_Short exercise_
Print every entry word for word, but omit the pictures.

--------------------

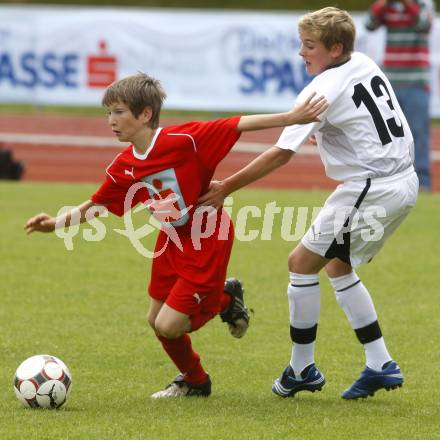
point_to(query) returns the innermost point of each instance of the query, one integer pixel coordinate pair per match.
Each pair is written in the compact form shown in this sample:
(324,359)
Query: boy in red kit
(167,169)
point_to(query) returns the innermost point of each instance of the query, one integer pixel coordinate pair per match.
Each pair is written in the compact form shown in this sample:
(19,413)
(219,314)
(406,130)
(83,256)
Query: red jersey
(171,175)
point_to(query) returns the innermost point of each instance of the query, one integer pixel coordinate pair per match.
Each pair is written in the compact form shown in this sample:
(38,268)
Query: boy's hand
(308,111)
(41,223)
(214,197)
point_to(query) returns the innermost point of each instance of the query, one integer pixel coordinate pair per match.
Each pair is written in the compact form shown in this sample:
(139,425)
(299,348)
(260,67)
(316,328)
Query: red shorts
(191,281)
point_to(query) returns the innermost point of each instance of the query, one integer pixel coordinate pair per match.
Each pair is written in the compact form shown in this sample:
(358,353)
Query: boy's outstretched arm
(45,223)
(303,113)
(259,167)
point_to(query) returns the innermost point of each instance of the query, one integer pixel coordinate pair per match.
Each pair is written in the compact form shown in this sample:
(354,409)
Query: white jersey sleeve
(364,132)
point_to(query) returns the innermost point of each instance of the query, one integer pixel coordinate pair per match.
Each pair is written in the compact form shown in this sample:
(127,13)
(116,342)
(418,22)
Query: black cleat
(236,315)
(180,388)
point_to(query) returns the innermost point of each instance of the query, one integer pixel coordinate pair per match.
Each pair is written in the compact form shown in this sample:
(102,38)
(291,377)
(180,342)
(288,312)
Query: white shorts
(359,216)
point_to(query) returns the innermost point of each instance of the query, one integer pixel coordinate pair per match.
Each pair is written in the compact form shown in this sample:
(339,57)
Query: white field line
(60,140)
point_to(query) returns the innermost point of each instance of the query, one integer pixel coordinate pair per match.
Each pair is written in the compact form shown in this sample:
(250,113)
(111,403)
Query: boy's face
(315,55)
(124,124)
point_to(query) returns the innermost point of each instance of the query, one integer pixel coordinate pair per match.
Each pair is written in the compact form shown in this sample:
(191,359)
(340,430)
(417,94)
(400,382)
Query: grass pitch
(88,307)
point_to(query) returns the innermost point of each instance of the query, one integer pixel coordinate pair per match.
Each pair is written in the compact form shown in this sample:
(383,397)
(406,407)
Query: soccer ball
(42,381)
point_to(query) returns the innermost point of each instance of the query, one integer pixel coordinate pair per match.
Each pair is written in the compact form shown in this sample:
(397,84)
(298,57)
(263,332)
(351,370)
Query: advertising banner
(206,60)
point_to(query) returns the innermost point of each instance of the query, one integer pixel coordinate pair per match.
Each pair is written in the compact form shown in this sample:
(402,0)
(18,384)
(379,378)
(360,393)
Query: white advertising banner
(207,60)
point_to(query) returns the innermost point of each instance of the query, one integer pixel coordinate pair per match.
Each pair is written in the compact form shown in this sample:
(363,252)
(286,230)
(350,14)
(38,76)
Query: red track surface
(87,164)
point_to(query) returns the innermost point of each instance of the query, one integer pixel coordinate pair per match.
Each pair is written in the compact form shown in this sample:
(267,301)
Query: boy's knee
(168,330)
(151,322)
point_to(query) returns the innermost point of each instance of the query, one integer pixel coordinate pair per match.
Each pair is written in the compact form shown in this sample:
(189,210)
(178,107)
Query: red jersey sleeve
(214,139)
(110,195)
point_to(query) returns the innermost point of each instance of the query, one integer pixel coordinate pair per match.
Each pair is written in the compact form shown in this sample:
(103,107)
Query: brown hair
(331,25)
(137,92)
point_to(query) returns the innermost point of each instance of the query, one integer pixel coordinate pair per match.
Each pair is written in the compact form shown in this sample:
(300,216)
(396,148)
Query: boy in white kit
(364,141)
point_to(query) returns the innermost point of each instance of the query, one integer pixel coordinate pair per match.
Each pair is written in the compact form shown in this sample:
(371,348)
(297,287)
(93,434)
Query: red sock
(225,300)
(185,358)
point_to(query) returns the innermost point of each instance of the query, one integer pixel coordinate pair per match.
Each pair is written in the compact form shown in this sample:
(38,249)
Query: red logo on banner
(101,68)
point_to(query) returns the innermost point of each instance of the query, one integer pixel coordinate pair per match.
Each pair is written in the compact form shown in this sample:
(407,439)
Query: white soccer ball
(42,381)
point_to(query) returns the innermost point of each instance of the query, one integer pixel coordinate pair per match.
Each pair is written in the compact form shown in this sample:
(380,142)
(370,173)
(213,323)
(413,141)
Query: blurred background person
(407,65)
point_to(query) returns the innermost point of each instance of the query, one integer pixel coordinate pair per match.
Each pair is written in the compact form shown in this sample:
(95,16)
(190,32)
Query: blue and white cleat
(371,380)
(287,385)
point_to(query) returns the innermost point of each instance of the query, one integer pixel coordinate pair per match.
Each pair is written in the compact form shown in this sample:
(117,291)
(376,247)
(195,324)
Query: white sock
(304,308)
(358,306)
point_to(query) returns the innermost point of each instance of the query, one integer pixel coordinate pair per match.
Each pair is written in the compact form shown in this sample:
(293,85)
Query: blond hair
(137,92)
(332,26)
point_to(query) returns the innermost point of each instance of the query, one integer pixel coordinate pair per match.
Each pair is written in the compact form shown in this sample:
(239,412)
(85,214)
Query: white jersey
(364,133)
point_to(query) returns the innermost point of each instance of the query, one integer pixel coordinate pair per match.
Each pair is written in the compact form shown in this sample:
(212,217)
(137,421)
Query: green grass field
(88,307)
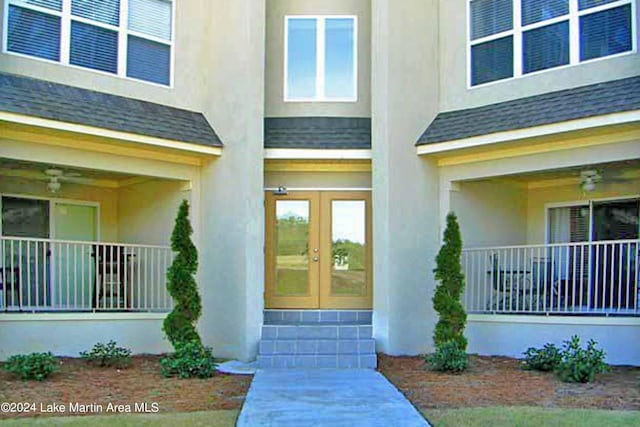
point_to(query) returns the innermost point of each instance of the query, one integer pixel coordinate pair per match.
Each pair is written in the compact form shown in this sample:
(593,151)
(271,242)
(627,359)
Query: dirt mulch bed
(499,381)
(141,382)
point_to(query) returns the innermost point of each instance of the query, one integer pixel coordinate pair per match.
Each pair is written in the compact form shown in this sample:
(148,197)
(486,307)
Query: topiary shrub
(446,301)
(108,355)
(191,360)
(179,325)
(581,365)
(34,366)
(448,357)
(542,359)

--------------------

_Task answer_
point_to(query) returns the innermost point of each instance of the query, one integer pixel coordinate pair per match.
Each pair is written in the compact form shown in this sample:
(324,359)
Query: boy in red kit
(167,169)
point_to(query) returns the innermost point of each instance of the query, one integer pixel coordinate pair per match.
Each pair is written in the compact form shown in this sample:
(19,413)
(219,314)
(406,130)
(83,256)
Query: red jersey
(171,175)
point_to(query) returns the innermost point of each instance of the query, one integer pixel coordinate pair per match.
Each pair is written in the compact form shown in this sample:
(38,268)
Query: boy's hand
(308,111)
(41,223)
(214,197)
point_to(query) returns the innermost point of each instance of the query, one integer pixel coordinate pair per match.
Each pair is written in the compact form shown in this sample:
(139,425)
(299,348)
(260,67)
(316,328)
Query: red shorts
(191,281)
point_to(query) returns the innermost point of each instance of the query, one integer pixel coordinate pair per match.
Each pair is written in the compact form shown in this sample:
(358,353)
Query: boy's outstretched arm
(45,223)
(303,113)
(259,167)
point_to(query) returns the innermost point of each instance of the query, one integer pixel coordinate pair per match.
Each pair is written in the compact form shown in this sample:
(354,409)
Query: white jersey sleeve
(364,132)
point_to(query) returns the innermost point of each instance of the query, one integer pixel coordinate pair per match.
Each pair is written in the compact form shown in this sample:
(127,13)
(116,342)
(418,22)
Query: black cleat
(236,315)
(180,388)
point_to(query) returns the innermost point of each instance of the query, one integer pixel coordinate pair per match.
Each pair is written in the compact form shown in this sample:
(102,38)
(291,377)
(180,342)
(288,312)
Query: white shorts
(359,216)
point_to(query) returns the innermost point of each instance of the query, one integer pixel coordinate pair per match.
Each pair is written in the compact form shown in this sample:
(339,57)
Query: white field line
(60,140)
point_to(query) returns the innermost point of each instance of the query, one integer pixel coordinate pair per match.
Each pair is written in the compact form shown in this sample:
(250,113)
(111,403)
Query: boy's face
(315,55)
(124,124)
point_to(query) returns the innermost point of each instance of the query, one integer pixel coordinate pair per match.
Each pair is written in the compact form shown in this sample:
(191,359)
(340,430)
(417,94)
(400,382)
Query: grass pitch
(88,307)
point_to(query) returns the innermost point of each instance of the query, one integer pixel coordinate pair per match.
Each pair is written in the compact form shown in this sample:
(383,397)
(406,407)
Query: soccer ball
(42,381)
point_to(query) returns the innermost point of each instance of the query, one integer pixel coordinate pair per match.
Each pair is written in the compact form shown in this sample:
(397,84)
(298,57)
(263,332)
(351,370)
Query: advertising banner
(206,60)
point_to(query) returns the innermost point of each instance of the query, one integer pixel coordinate pair per match.
Each pair is written in the compact form shown in this sample:
(402,0)
(18,384)
(379,378)
(360,393)
Query: white advertising banner
(207,60)
point_to(query) returns the innermost point of each instance of the query, one integer pixel coordinate pair per match.
Each pair is written in the compact form shown in this sample:
(363,252)
(286,230)
(350,14)
(38,76)
Query: red track surface
(87,164)
point_to(query) returns the innermost point of each instance of the query, one integer pixel coordinate pair per match.
Each pair is written in the compact form shown in this sample:
(267,301)
Query: boy's knee
(168,330)
(151,322)
point_to(query) returns the innermost point of each instance of the query, one integer pixel coordinate pair per match.
Each pair is written in the compact form shown in this sample:
(189,210)
(178,107)
Query: red jersey sleeve
(214,139)
(110,195)
point_to(query) returns the innermost point of each instance of the query, one integer pixel coordinate pair per match.
Each pair is written in the compact form shown in this sample:
(103,107)
Query: brown hair
(331,25)
(137,92)
point_to(query) returns the innermost point of each instance of the query, one integer pixel coordinate pair per match.
Each pair is written in the compact form shown in this sample:
(300,216)
(396,148)
Query: boy in white kit
(364,141)
point_to(query) returns the innermost point of each instance of the query, one integer pixel coordinate pair per match.
Each pair is written in the compact form shown in this sample:
(371,348)
(297,287)
(93,434)
Query: red sock
(225,300)
(185,358)
point_to(query) returns the innermost point of each instance of the query, one integer pixel coordinate pair per match.
Each pair is written in the compact form shown in this sample:
(38,249)
Query: red logo on banner
(101,68)
point_to(query) returns the innermost point of each instance of the query, one integer pixel coordinate pair per match.
Each pair is written in the compact form shown in this sample:
(407,439)
Query: white soccer ball
(42,381)
point_to(query) returns the innermost point of each instance of the query, one integer pixel coordinate pair per match.
Each pair is written in the compact form shown in this sample:
(380,142)
(370,173)
(213,323)
(413,141)
Query: blurred background person
(407,65)
point_to(query) returns the innermost point of each instance of the query, one integer pixel coordinate pair per match.
Each pair is written in the compact form shown in this sample:
(95,16)
(190,32)
Query: blue and white cleat
(371,380)
(287,385)
point_to(query) returns the innermost point of each instance of the query, one integer pixel coordinate pair per match.
Each pair is written in the compact form shown in this sample:
(117,291)
(376,247)
(195,324)
Query: white sock
(304,308)
(358,306)
point_to(query) returns the innermost point of each instance of the query, one integer pixel coordinate pair per match.
Each pair is written in the compact form shown in this sample:
(293,85)
Query: blond hair
(137,92)
(332,26)
point_to(query) returns the innermost point of each instance of the query, one integer pixel coordinate pair per match.
Each pair is written in the compact form shown in this sample:
(239,412)
(85,214)
Query: white jersey
(364,133)
point_to(query) returns the innermost point of each instance of the query, one integer pixel coordinate pair per match.
Each pair is written in the compact form shown in this sample:
(212,217)
(137,421)
Query: green grass field
(88,307)
point_to(query) returns the innermost point of each instance of the query, one integer pixel coordinate pair per match.
Each pair is written in the compact form shown in this sample:
(593,151)
(271,242)
(627,359)
Query: dirt mulch bed
(499,381)
(141,382)
point_to(query) returns the innermost point of each instance of the query, one integer pixel coordinate pair per match.
Each pair is written in the compact form shown in this sample:
(148,197)
(486,307)
Query: topiary shrub
(446,301)
(108,355)
(191,360)
(179,325)
(581,365)
(34,366)
(448,357)
(542,359)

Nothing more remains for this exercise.